### WHAT IS REQUIRED
Nothing but the records, copied exactly and stripped of pictures, should be in the answer.

### GIVEN DATA

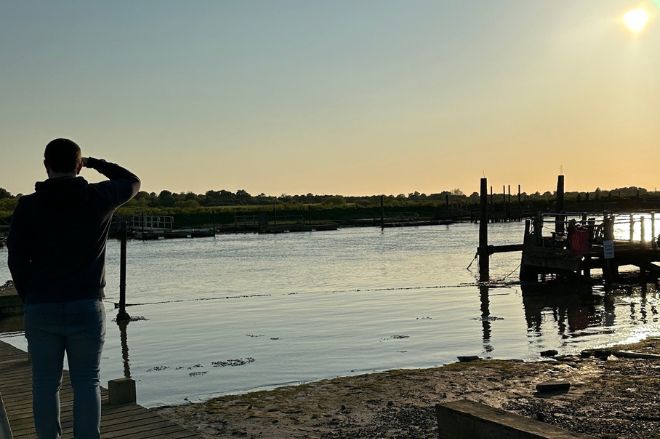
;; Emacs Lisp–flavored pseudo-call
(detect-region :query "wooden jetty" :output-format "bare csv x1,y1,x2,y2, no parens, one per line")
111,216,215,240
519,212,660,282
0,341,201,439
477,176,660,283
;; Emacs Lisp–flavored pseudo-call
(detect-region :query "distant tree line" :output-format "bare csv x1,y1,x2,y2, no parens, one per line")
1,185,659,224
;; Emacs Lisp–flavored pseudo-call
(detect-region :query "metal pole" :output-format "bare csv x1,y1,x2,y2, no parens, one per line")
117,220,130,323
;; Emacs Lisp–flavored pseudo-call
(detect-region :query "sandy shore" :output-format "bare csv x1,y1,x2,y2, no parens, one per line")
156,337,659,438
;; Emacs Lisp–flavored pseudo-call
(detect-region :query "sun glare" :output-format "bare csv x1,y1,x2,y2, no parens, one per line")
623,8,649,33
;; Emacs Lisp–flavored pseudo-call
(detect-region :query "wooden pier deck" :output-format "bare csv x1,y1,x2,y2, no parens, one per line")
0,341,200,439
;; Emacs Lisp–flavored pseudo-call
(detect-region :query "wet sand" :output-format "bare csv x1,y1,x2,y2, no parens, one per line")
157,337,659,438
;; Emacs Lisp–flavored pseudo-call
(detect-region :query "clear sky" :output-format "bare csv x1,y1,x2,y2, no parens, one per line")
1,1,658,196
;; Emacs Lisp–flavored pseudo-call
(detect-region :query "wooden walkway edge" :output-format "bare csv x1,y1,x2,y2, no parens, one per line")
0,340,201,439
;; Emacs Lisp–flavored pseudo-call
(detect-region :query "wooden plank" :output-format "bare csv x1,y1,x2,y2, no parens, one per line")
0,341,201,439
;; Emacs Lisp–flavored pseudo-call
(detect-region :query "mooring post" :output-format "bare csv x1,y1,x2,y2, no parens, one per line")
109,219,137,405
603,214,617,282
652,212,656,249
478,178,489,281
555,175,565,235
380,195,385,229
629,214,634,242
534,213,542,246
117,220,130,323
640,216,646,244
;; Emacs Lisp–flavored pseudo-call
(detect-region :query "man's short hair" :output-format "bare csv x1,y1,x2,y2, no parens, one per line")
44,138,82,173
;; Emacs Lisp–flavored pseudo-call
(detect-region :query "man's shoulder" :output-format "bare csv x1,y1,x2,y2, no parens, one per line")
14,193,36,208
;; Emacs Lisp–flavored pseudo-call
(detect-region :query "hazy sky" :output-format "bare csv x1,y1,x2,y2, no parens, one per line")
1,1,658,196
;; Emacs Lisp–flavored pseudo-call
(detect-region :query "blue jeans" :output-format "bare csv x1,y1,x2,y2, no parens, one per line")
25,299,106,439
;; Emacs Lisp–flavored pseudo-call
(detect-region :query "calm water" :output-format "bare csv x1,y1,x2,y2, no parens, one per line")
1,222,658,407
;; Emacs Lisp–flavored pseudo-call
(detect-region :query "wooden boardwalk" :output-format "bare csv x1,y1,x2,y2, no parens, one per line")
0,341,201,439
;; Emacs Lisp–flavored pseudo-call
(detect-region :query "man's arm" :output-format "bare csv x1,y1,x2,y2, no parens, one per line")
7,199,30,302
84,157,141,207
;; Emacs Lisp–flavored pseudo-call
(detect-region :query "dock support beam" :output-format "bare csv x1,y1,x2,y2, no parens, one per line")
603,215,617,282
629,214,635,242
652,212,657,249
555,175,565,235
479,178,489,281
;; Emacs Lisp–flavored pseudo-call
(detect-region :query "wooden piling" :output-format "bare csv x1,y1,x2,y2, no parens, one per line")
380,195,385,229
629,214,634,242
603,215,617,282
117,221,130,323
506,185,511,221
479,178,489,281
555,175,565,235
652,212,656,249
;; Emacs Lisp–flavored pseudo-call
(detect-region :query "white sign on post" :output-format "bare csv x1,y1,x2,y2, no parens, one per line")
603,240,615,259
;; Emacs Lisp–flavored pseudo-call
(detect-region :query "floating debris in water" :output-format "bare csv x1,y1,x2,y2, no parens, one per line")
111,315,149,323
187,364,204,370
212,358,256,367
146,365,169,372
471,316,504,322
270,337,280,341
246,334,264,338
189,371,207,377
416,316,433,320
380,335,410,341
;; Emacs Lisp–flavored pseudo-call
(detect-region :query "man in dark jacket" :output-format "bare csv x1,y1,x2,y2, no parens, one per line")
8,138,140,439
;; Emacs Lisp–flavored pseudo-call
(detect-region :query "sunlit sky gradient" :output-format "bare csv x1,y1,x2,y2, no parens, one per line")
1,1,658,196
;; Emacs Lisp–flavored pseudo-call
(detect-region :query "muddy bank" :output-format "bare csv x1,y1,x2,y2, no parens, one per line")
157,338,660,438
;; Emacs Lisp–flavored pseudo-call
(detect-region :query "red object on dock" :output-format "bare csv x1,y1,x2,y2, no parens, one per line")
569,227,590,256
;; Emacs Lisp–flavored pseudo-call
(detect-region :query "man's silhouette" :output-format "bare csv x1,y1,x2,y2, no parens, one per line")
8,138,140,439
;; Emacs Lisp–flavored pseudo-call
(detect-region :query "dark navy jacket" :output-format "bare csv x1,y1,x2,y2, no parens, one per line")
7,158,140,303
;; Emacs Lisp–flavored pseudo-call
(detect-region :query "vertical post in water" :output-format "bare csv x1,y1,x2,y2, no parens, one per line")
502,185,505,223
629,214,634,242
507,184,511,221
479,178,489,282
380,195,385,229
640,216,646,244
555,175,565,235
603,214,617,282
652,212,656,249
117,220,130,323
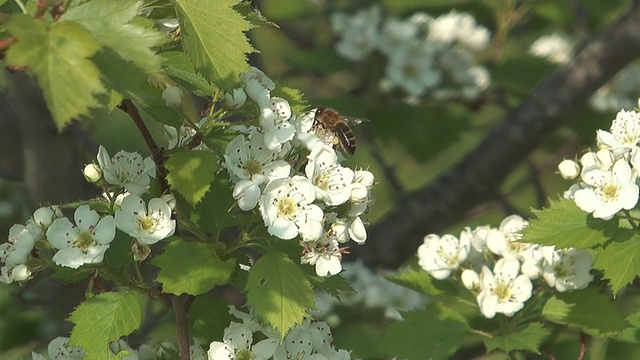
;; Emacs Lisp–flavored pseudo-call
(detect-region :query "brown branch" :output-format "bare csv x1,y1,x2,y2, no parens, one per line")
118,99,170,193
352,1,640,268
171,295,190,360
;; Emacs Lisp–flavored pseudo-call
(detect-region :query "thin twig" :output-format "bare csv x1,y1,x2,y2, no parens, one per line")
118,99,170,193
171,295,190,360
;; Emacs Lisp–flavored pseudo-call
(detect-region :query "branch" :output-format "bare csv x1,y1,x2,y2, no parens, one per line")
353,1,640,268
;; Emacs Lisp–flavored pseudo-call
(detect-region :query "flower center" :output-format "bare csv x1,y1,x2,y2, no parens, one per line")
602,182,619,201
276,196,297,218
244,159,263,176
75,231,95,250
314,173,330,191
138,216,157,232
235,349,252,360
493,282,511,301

### WRITTEN REPLY
;; Emacs Lisp–flavored pseudo-call
(detect-region :query "wooden jetty" :output-format "bare csv x1,y1,x2,y2, no parens, one per line")
111,216,215,240
519,212,660,282
0,341,201,439
477,176,660,283
;; Emacs Lisp–flavored pseudo-call
(detect-region :query "distant tree line" :output-format "bare csv x1,y1,x2,y2, no parens, one per line")
1,185,659,224
;; Emacs Lisp–flavored pseudo-call
(detect-region :query "metal pole" :output-format "bare csv x1,y1,x2,y2, no parens, one per line")
117,220,130,323
;; Emacs Lisp–flavored pseudo-call
(detect-region :query "sandy shore" :output-format "bare csv x1,y1,x2,y2, no parens, one per line")
156,337,659,438
;; Emacs Lisp–flavored pseudo-call
(detect-region :query "sun glare" :output-format "bare csv x1,y1,x2,y2, no parens, one per line")
623,8,649,33
;; Emacs Lisp–flavored pseudo-call
(detect-region :query "wooden pier deck" :output-format "bare csv x1,y1,x2,y2, no parens, one per line")
0,341,200,439
;; Emacs Lisp–flavored pseudo-call
(detect-region :query "wet sand" :output-format "bare csv x1,y1,x2,y2, no parens, one per line")
157,337,659,438
;; Emacs Lisp–flavored pseudo-call
(detect-region :query "clear sky" :output-format "bare csv x1,y1,x2,y2, no parens, one per line")
1,1,658,196
;; Emacs Lisp–flavored pseudo-call
(detect-region :query "wooden walkway edge" :output-format "bare csv x1,y1,x2,y2, no parens, one per line")
0,340,201,439
;; Emacs Lisp–flavored pseudo-call
(detect-region :query "wooden plank" :output-format "bare csv x1,y1,x2,y2, no parens, one per line")
0,341,201,439
;; Emacs Lisp–flavored pseudo-call
(detect-region :query "mooring post" :output-format "bare csv x1,y1,x2,y2, no parens, one per line")
109,219,137,405
603,214,617,282
652,212,656,249
478,178,489,281
555,175,565,235
380,195,385,229
629,214,634,242
534,213,542,246
117,220,130,323
640,216,646,244
;; Emacs Lisp–flavored pseudo-call
(detect-region :query "man's short hair" :output-format "bare csv x1,y1,x2,y2, no parens, one per line")
44,138,82,173
;; Emacs Lisp–flavored pseudo-call
(detect-region :query "man's shoulder" :output-format "bare csv x1,y1,x2,y2, no parens, one per line")
14,193,36,208
;; Emacs Lisp–flavored pseudo-call
(detect-region :query "hazy sky" :output-format "bare csv x1,y1,x2,y2, no parens, one per line")
1,1,658,196
;; Emacs Lisp–flavored pseudo-call
(detect-region :query "blue jeans" :output-format "bare csv x1,y1,x2,y2, no parens, one per line")
25,299,106,439
;; Emacs Lisp–flavored pseudo-call
(detect-region :query "calm water" :output-format "bare csv x1,y1,x2,y2, no parens, one per line")
1,222,658,407
;; Emacs Lisp–flavored pseudo-call
(detect-region :query "wooden boardwalk" :output-format "bare csv x1,y1,x2,y2, no parens, one per line")
0,341,201,439
;; Emacs Lisp–flavored pseudo-call
(detect-region :query "man's arm" :output-format "bare csv x1,y1,x2,y2, no parens, one per line")
7,199,30,302
84,157,141,207
;; Emacs Lisp–flavored pseudo-call
(detect-region :query "dock support beam" :output-format "bare csv x1,y1,x2,y2, no parens, one per line")
603,215,617,282
629,214,635,242
652,212,657,249
555,175,565,235
479,178,489,281
;; Emacs Lisp–flavored pseudo-call
(detect-region :query "wooden piling" :output-format "bare csv x1,y1,x2,y2, no parens, one per line")
380,195,385,229
629,214,634,242
603,215,617,282
117,221,130,323
506,185,511,221
479,178,489,281
555,175,565,235
652,212,656,249
;; Emacs Lisp–flavored pseudo-call
(detect-region :query "white sign on post" :output-format "bare csv x1,y1,x2,y2, no parens, one per line")
603,240,615,259
;; Emacs Lisp–flavored pseudo-call
(detect-region :query "floating debris in water" :output-format "bare csv x1,y1,x2,y2, no parens, one per line")
111,315,149,323
187,364,204,370
212,358,256,367
146,365,169,372
471,316,504,322
270,337,280,341
246,334,264,338
189,371,207,377
416,316,433,320
380,335,410,341
;; Emacs Lisp–flavored pseudo-call
(detect-region :query "man in dark jacket" :output-format "bare csv x1,y1,x2,y2, no parens, one per line")
8,138,140,439
;; Emacs Lisp–flavored pseudo-call
(detect-region :query "sunlit sky gradient" :output-format "bare csv x1,y1,x2,y2, no parens, one per line")
1,1,658,196
;; Emacs Lisp–flavored pseudo-call
(detect-region :query "muddy bank" :output-format "bare csv x1,y1,x2,y2, no parens, one per line")
157,338,660,438
;; Emacs Lisp–flavored pseudo-call
(detect-region :query "red object on dock" :output-format "bare csv x1,y1,x2,y2, no parens, one per line")
569,227,590,256
;; Emacs Lisp–flavored pseudo-call
(detect-region :query "man's silhouette" :output-format "bare csv x1,y1,x2,y2, no parens, one per line")
8,138,140,439
;; Emacs Lisp–flavored pseudo-call
(detect-region :query "dark navy jacket" :output-format "bare csv x1,y1,x2,y2, no parens, one per line")
7,158,140,303
;; Emacs Lisp–flavored pseudo-call
(detect-region :query "vertical post in water" :output-format "bare csv x1,y1,x2,y2, no parens, one per line")
502,185,505,223
629,214,634,242
507,184,511,221
479,178,489,282
380,195,385,229
640,216,646,244
555,175,565,235
603,214,617,282
652,212,656,249
117,220,130,323
;; Emacs Lisp–flavored pseudo-call
(detect-region :query "brown branch" :output-format "bare csv x1,y1,x2,y2, no parens, one per line")
118,99,170,193
352,1,640,268
171,295,190,360
;; Emacs Lisp–flavored pseudo-call
(detect-region :query "thin twig" :output-format "bare csv x1,y1,x2,y2, no parens, one per line")
118,99,170,193
171,295,190,360
;; Emacs Lisp–flavored pseudo-call
(detect-region :query "branch" :output-format "bare csv x1,y1,x2,y2, no parens, one per line")
353,1,640,268
;; Emacs Lisp–flavored pseudo-call
(detect-region :query "flower center" :output-format "bare csv x1,y1,x2,y2, no parens, one per line")
602,182,619,201
276,196,297,218
244,159,263,176
75,231,95,250
314,173,330,191
138,216,157,232
235,349,252,360
493,282,511,301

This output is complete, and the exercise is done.